Problem statement.
After locating the line that holds "out the wristwatch", transcribe it and each following line to the end of the records, changing nothing and adding nothing.

Records provided.
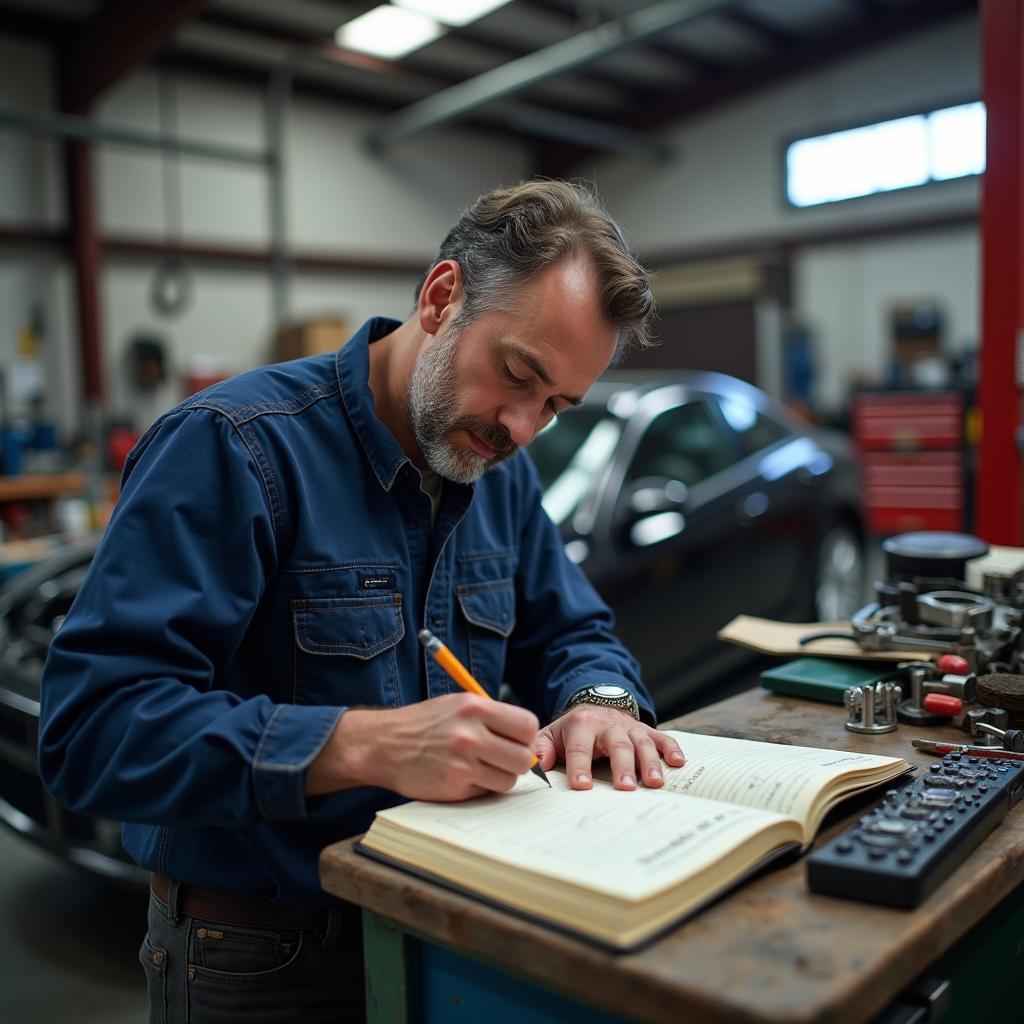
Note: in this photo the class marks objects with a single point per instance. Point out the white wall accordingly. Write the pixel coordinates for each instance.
(726, 184)
(847, 292)
(340, 198)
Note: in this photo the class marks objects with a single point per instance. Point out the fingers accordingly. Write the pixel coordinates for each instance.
(635, 751)
(546, 749)
(506, 720)
(669, 749)
(647, 757)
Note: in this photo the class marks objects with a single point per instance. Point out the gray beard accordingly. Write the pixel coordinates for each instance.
(433, 402)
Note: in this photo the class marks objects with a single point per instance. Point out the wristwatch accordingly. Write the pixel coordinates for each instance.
(605, 695)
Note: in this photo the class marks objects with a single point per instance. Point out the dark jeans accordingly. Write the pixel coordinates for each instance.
(204, 972)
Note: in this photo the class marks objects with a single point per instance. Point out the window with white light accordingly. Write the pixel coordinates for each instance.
(898, 154)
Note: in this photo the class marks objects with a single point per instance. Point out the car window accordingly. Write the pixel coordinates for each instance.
(686, 443)
(756, 430)
(570, 454)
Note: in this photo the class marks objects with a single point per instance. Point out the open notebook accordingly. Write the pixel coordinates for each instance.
(620, 867)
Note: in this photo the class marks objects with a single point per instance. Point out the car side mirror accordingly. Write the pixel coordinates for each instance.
(651, 510)
(655, 494)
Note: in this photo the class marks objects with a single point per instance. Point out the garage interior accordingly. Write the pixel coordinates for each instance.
(195, 188)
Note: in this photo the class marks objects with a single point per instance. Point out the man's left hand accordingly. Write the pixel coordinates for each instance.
(589, 731)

Your solution.
Note: in this photo the class marks objects with a single point per instance. Point out the wristwatch accordingly. Write the pixel coordinates for each instance.
(605, 695)
Note: in this photo the class marks objects with a single point per instance. Point out the dark jeans accordingly. Write the pixel coordinates for each instance.
(204, 972)
Note: in this photo the class marks objects with a single point per instance. Point out the window with white light accordingly. Write the pixel coordinates for each instance.
(898, 154)
Note: in this photo the class marks objects with a single point per instance. Point out the car window accordingly. Write the pixel coordinates for each instance.
(686, 443)
(756, 430)
(570, 454)
Note: in this photo the class marks objects with a single point per instance. Point out the open notebook accordingly. Write the pixel coordinates for each instance.
(620, 867)
Note: in this photo the class marks objects with a single point per instance. Point out the car side mirror accordingly. Write the pixel coordinates for each instance.
(651, 510)
(655, 494)
Note: in this photo the class marks objects with a single point per instance. Point out the garage interior accordingly. Write the pixel coordinates for each instance.
(195, 188)
Note: in this photo the class marks objects with a single point per instance. Point out the man's left hand accordingly. Write the pixel coordinates for each instance.
(589, 731)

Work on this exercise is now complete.